Cosa si richiede —
Prosegui l'articolo di cronaca sul padre accusato da Google per la foto del figlio inviata al medico, riprendendo subito dopo la sua ultima frase.

Testo selezionato —
==================================================
Cronache

Invia la foto del figlio al medico: Google lo accusa di pedofilia

Avventura ai limiti dell’impossibile per un uomo che, in America, ha rischiato di essere triturato dagli ingranaggi del digitale per avere mandato la foto di suo figlio a un medico

Invia la foto del figlio al medico: Google lo accusa di pedofilia

Si tratta di un fatto che il New York Times ha portato alla luce nelle ultime ore, ma si è consumato in California a febbraio del 2021, nel pieno della pandemia. Mark – nome di fantasia - ha notato che il pene del figlio di pochi mesi era arrossato e la moglie si è adoperata per fissare un appuntamento con un medico, il quale ha chiesto di vedere una foto della zona arrossata al fine di cercare di identificare la natura del problema, cosa che la donna ha fatto usando il telefono del marito e attenendosi alle istruzioni datele dallo studio medico, caricando le immagini su Cloud. Una strategia che si è rivelata azzeccata e ha permesso di guarire il piccolo con la somministrazione di antibiotici.
==================================================
Righe estratte —
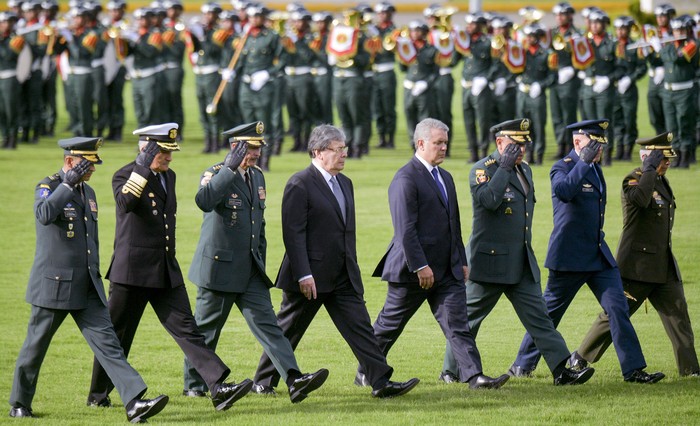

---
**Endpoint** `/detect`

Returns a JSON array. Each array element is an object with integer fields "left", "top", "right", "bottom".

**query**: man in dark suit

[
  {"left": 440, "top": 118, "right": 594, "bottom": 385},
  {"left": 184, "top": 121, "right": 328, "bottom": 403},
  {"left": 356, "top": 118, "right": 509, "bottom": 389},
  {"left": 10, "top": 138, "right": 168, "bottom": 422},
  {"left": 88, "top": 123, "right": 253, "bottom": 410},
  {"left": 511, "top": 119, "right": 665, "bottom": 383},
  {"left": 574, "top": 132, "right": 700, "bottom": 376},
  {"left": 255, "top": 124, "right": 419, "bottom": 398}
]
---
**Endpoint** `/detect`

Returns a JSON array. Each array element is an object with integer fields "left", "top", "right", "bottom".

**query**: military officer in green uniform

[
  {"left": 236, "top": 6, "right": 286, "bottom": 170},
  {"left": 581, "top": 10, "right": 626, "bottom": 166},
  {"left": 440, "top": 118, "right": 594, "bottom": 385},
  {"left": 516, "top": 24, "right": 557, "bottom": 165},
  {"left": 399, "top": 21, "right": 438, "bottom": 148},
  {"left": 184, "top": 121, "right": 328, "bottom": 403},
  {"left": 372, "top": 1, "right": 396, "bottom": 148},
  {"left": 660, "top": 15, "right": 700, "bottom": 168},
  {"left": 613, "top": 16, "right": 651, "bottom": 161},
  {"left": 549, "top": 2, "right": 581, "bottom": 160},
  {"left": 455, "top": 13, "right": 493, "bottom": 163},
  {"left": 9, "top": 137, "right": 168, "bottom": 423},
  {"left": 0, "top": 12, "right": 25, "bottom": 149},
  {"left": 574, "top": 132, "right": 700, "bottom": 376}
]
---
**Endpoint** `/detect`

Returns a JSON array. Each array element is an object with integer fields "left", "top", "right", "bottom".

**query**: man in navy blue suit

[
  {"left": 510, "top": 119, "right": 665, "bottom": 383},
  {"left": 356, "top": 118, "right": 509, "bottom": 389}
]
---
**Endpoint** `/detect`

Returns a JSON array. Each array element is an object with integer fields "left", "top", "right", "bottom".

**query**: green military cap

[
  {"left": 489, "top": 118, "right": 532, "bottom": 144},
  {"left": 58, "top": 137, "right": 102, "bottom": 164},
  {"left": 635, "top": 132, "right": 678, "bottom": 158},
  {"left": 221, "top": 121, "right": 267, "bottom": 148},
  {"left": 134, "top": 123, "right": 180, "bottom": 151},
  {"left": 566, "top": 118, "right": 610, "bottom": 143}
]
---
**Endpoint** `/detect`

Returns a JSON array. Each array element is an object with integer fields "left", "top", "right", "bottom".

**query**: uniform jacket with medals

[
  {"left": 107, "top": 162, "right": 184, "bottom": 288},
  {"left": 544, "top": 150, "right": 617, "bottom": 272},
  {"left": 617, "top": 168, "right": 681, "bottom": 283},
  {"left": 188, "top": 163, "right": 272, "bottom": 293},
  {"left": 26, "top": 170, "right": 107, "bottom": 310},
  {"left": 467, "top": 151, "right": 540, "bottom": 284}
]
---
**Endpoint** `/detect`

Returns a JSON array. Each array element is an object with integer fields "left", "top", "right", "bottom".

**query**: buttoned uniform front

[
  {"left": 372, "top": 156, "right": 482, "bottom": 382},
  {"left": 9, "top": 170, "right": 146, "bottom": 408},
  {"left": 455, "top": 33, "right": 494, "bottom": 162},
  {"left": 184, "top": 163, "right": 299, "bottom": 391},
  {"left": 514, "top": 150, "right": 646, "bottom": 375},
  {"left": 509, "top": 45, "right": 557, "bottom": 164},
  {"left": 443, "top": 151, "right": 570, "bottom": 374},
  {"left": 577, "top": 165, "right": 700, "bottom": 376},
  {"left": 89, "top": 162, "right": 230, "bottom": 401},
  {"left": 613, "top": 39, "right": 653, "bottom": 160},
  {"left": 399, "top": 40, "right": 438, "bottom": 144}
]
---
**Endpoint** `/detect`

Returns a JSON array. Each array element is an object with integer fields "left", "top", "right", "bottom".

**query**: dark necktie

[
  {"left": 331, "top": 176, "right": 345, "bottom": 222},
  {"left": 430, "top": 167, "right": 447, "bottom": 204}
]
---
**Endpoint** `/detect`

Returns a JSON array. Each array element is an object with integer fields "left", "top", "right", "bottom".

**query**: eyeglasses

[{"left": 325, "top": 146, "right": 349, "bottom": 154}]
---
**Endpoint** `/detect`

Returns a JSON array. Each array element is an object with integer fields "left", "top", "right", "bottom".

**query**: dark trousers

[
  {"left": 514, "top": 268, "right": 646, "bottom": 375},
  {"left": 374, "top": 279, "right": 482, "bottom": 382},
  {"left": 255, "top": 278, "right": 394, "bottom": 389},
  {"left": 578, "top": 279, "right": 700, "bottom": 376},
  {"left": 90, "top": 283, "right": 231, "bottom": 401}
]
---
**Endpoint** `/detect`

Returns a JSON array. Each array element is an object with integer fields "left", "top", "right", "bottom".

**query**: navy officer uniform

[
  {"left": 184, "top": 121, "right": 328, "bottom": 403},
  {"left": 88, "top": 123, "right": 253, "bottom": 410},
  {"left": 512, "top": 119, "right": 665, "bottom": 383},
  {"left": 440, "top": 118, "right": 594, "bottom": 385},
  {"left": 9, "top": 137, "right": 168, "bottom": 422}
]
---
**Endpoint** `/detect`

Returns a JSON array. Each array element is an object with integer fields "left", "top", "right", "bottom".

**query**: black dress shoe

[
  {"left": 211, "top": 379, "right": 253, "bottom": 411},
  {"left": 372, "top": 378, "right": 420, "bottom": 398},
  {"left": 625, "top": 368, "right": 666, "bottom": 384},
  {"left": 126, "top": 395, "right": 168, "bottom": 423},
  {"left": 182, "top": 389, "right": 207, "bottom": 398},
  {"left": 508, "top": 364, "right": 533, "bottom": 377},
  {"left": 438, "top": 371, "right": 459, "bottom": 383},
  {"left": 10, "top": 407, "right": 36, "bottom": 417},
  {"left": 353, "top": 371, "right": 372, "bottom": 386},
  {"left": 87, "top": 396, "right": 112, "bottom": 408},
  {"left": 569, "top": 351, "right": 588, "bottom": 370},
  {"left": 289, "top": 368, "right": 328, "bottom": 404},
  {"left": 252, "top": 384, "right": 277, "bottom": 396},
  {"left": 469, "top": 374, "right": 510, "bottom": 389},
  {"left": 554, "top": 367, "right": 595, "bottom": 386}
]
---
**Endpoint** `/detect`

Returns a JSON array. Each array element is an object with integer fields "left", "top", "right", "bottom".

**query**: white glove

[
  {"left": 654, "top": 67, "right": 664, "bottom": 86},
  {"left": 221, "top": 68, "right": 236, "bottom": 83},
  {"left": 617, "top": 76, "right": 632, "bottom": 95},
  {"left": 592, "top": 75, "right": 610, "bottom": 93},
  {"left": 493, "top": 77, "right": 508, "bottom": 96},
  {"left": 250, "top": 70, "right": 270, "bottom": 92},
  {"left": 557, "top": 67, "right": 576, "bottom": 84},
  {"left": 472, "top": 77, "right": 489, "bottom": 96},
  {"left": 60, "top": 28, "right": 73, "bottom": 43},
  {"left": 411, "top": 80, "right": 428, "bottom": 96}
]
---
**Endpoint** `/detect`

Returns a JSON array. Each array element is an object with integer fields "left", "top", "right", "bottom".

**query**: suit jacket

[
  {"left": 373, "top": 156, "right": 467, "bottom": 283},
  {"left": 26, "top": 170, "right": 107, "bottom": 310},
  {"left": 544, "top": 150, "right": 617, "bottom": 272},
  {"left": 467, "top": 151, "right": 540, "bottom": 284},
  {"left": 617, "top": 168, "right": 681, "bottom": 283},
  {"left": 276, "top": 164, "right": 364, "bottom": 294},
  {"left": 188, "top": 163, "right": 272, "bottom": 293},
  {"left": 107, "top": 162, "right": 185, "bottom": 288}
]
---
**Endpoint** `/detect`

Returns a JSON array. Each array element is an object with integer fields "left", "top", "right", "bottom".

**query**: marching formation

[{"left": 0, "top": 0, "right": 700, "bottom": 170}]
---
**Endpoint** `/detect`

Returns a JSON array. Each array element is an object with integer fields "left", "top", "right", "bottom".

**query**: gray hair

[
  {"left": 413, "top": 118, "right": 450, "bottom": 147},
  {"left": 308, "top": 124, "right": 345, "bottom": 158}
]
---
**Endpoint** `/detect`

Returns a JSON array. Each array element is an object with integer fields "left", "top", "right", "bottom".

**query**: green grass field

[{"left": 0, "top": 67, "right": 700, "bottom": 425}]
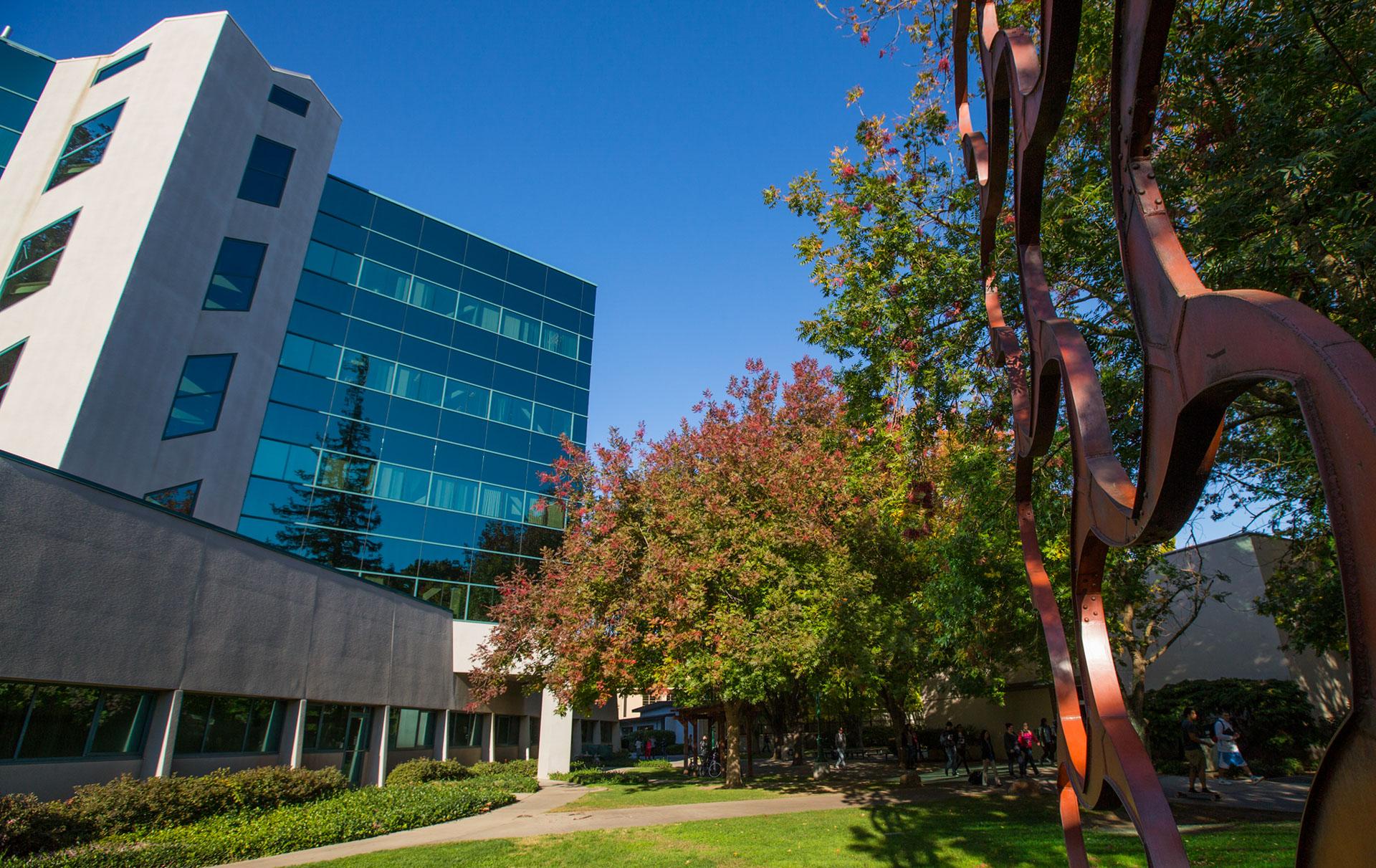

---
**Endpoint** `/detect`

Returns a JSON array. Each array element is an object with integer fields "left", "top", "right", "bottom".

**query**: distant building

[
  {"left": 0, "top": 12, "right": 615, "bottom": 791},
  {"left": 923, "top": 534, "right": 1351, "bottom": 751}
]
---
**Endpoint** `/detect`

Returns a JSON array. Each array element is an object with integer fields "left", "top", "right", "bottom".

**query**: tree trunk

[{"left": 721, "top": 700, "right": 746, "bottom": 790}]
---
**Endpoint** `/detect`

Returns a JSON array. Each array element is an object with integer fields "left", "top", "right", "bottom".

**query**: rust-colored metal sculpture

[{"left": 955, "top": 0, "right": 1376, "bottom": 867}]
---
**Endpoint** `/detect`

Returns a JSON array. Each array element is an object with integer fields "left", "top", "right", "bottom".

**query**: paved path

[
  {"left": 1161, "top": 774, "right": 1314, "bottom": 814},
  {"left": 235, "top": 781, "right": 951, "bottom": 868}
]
==================================================
Risposta —
Due giorni dopo Mark ha ricevuto un messaggio sul proprio smartphone secondo cui Google aveva disattivato il suo account a causa di non meglio identificati contenuti dannosi. L’uomo collega subito il messaggio alle fotografie scattate al figlio e, essendo un informatico con esperienze professionali proprio nell’ambito del riconoscimento dei contenuti inappropriati, si dice certo di risolvere l’inconveniente. Così non è stato.

L’inizio delle tribolazioni

I contenuti che ledono le linee guida imposte dai giganti del Tech sono in prima istanza intercettati da software e automatismi di diversa natura, per poi essere scremati dall’intervento umano. Un passo necessario anche perché i software possono commettere errori. Mark, che conosce queste dinamiche, compila uno dei moduli che Google mette a disposizione dei propri utenti e spiega la situazione, certo di potere risolvere il disguido. Nel frattempo però, a causa del blocco preventivo operato da Big G, l’uomo non ha più accesso ai servizi erogati da Google: niente mailbox, niente calendario, nessun accesso alle risorse Cloud nelle quali, tra l’altro, sono conservate foto e documenti.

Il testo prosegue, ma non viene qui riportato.